#### Records from a data collection
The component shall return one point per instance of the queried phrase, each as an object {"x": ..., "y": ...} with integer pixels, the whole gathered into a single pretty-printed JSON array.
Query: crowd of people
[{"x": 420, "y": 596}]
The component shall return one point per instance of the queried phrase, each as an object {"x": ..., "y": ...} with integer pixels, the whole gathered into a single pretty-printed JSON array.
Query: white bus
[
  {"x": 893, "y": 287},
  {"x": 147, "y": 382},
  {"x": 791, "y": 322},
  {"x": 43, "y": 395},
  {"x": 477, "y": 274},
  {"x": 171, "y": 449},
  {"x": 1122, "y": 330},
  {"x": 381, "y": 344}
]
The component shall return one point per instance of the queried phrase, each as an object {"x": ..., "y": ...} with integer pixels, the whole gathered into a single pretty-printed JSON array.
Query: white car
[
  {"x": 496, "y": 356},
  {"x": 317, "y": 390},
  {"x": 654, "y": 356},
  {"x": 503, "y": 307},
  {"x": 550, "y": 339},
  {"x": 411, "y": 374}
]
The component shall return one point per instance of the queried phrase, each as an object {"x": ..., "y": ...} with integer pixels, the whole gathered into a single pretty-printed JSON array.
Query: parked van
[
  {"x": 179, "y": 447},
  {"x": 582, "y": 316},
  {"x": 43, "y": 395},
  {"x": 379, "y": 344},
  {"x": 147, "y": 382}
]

#### Problem
Would you reproduce all the entries exactly?

#### Output
The component shall return one point per instance of the queried phrase, each as an object {"x": ..., "y": ...} with integer pixels, the whole gathered into a single pretty-printed JSON array.
Query: crowd of people
[{"x": 420, "y": 596}]
The component shall return one point per instance of the queried phrase, each as an object {"x": ..., "y": ...} with integer pixels, the whole gathered into a single pretty-printed JSON array.
Query: white bus
[
  {"x": 893, "y": 287},
  {"x": 147, "y": 382},
  {"x": 791, "y": 322},
  {"x": 43, "y": 395},
  {"x": 477, "y": 274},
  {"x": 171, "y": 449},
  {"x": 1122, "y": 330},
  {"x": 381, "y": 344}
]
The component shall return one point per instance of the queried phrase, each as an object {"x": ..., "y": ...} with integer pixels, the whole gathered into a single pretty-printed JSON array.
Query: white car
[
  {"x": 496, "y": 356},
  {"x": 317, "y": 390},
  {"x": 654, "y": 356},
  {"x": 503, "y": 307},
  {"x": 550, "y": 339},
  {"x": 411, "y": 374}
]
The component shall return one point per instance of the queried phrase, each as an object {"x": ..., "y": ...} with integer pixels, the whole gathered into a single pretty-printed JSON array.
Query: parked van
[
  {"x": 179, "y": 447},
  {"x": 582, "y": 316},
  {"x": 43, "y": 395},
  {"x": 379, "y": 344},
  {"x": 147, "y": 382}
]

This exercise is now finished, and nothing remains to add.